## Task instructions:
Only the lines from the one containing "Return one point per instance of the striped" through the end of the entries should be repeated, exactly as they appear, first and last included.

## Data entries:
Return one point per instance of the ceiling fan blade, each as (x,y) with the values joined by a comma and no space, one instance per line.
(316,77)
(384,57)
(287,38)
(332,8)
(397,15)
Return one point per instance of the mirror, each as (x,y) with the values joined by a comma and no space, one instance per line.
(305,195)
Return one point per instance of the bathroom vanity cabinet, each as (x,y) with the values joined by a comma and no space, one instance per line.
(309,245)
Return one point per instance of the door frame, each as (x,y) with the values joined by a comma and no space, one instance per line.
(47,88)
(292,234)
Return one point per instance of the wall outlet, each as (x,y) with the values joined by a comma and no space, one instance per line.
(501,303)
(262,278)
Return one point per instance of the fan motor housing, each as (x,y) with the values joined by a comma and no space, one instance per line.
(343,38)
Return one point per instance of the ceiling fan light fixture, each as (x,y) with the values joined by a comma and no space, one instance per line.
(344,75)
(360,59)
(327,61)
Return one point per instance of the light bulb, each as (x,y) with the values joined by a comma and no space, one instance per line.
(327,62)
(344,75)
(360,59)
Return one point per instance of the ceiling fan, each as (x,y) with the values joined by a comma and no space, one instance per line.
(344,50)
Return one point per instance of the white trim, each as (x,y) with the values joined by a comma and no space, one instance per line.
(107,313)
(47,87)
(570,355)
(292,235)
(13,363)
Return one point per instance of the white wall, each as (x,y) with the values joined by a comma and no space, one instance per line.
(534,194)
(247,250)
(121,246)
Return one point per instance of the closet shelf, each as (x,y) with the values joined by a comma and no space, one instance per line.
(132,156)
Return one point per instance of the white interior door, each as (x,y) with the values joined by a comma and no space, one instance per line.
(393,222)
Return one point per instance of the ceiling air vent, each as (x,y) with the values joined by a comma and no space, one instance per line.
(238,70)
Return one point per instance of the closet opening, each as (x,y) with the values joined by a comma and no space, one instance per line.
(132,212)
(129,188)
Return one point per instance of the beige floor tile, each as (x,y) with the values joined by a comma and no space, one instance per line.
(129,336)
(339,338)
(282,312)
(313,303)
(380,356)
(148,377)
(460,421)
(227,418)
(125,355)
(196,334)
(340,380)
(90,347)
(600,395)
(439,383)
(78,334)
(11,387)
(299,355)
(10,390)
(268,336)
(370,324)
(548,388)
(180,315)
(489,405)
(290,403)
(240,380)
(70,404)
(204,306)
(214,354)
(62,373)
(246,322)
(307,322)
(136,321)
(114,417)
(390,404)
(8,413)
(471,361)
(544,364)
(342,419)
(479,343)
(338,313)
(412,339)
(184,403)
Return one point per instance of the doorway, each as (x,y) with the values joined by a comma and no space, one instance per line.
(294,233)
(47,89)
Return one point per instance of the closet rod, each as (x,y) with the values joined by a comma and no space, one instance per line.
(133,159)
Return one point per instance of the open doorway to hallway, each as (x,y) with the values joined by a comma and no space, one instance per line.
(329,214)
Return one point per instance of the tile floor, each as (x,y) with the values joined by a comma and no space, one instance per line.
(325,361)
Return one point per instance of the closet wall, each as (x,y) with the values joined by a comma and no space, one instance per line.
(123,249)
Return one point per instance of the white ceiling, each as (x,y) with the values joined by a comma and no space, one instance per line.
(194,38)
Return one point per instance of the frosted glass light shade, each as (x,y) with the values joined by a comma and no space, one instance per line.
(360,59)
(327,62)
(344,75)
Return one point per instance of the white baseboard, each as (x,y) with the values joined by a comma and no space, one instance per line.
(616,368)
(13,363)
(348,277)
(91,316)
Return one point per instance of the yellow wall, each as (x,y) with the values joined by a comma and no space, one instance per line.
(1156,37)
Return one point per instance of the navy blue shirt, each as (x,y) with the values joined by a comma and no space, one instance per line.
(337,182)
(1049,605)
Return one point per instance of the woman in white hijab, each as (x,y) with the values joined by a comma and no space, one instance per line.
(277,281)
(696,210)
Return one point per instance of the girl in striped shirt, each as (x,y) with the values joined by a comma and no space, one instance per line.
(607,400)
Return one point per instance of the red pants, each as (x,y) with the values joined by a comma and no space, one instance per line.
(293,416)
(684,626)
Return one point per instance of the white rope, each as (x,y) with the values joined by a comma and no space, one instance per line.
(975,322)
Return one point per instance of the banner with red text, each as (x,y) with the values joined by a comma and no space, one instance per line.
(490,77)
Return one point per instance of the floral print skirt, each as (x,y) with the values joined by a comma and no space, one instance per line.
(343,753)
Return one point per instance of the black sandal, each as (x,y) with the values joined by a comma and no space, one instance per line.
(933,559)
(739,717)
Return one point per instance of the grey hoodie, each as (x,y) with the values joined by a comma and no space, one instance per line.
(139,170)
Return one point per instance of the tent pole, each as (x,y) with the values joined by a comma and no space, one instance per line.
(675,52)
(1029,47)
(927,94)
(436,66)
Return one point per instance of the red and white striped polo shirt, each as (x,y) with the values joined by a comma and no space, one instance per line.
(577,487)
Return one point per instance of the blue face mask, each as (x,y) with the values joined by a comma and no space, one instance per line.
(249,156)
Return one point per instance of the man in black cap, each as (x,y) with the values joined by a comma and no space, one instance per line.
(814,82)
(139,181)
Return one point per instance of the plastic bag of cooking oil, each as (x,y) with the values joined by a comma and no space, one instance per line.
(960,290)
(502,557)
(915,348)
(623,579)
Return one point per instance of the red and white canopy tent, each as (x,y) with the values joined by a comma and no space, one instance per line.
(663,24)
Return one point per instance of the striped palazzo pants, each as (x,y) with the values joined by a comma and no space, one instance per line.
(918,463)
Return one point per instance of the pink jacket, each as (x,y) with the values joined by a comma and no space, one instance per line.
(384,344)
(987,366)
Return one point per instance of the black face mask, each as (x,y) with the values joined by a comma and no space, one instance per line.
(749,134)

## Correct response:
Return one point per instance of the striped palazzo pants, each as (x,y) with the values joined by a comma and no space, one instance per line.
(918,463)
Return one point per instance of the pink jacket, each as (x,y) with the values joined by a comma and no space, one instance per line.
(384,344)
(987,366)
Return one point per instance of the black face mask, each as (x,y) with the values joined by a comma and no space, one instance per line.
(749,134)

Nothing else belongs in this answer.